--- Exercise requirements ---
Write out exactly the lines of the entries below from the one holding "Query: chain-link fence" to the one holding "Query: man in black fleece jacket", inclusive, and leave out all other lines.

--- Records for this task ---
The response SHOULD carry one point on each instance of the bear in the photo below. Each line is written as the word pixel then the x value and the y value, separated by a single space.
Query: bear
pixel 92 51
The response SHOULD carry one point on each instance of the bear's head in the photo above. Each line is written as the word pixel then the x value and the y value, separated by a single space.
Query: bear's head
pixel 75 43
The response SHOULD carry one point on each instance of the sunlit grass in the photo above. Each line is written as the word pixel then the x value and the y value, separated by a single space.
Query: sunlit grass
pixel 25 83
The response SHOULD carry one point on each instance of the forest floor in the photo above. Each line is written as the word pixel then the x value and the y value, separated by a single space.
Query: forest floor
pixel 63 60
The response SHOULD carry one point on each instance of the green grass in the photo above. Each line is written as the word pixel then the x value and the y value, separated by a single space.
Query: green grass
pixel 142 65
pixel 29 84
--
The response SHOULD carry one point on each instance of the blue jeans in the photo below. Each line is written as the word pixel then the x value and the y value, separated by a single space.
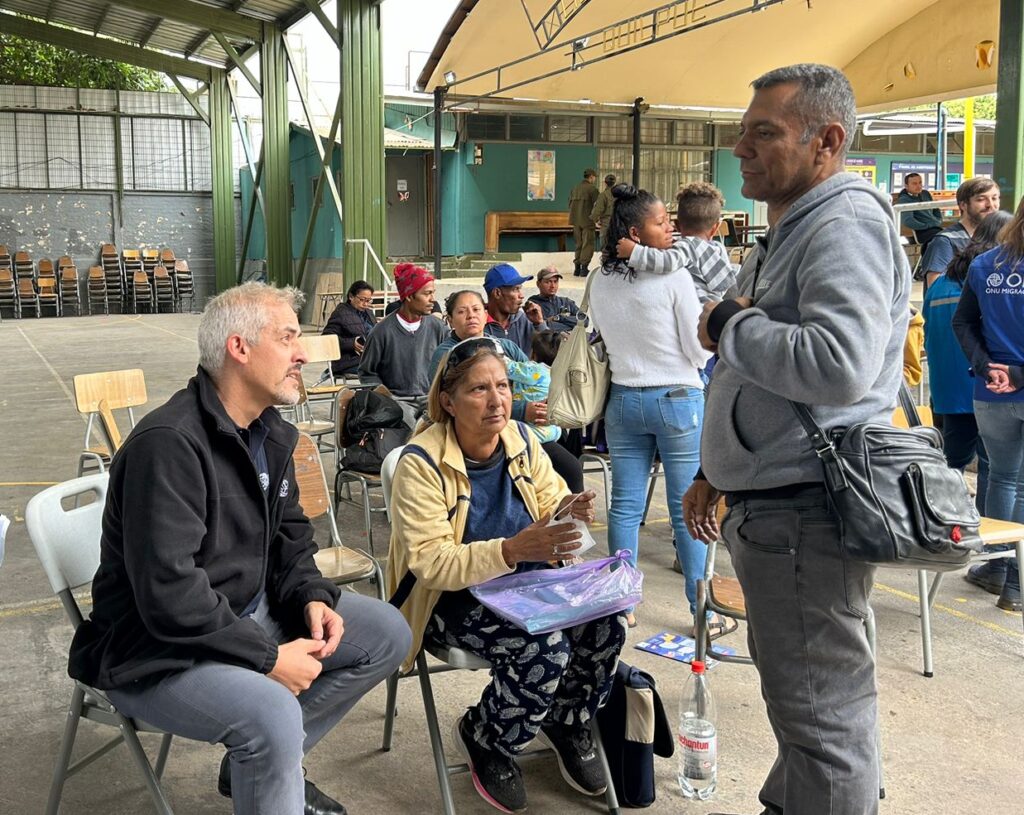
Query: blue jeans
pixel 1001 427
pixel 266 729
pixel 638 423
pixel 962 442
==
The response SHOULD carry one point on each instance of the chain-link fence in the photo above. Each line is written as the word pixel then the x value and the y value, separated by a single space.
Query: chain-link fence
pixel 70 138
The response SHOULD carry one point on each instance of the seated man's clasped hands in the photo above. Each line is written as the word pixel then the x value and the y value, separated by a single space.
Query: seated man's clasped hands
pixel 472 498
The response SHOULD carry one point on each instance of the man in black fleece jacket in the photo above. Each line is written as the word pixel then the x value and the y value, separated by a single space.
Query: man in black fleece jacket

--- Expected answer ---
Query: chain-link fence
pixel 70 138
The response SHOULD carry one point on each instance of the seated man's clasped hands in the photo above. Each line is written as the word pixel then the x value and the y value, separated by a single space.
Query: seated man's clasped hands
pixel 472 498
The response SHOULD carry one point on each instance of the man in black fleece jacket in the photo above. Each line is written as the word pixel then the x value and the y value, separated by a single space.
Query: man in black fleece jacket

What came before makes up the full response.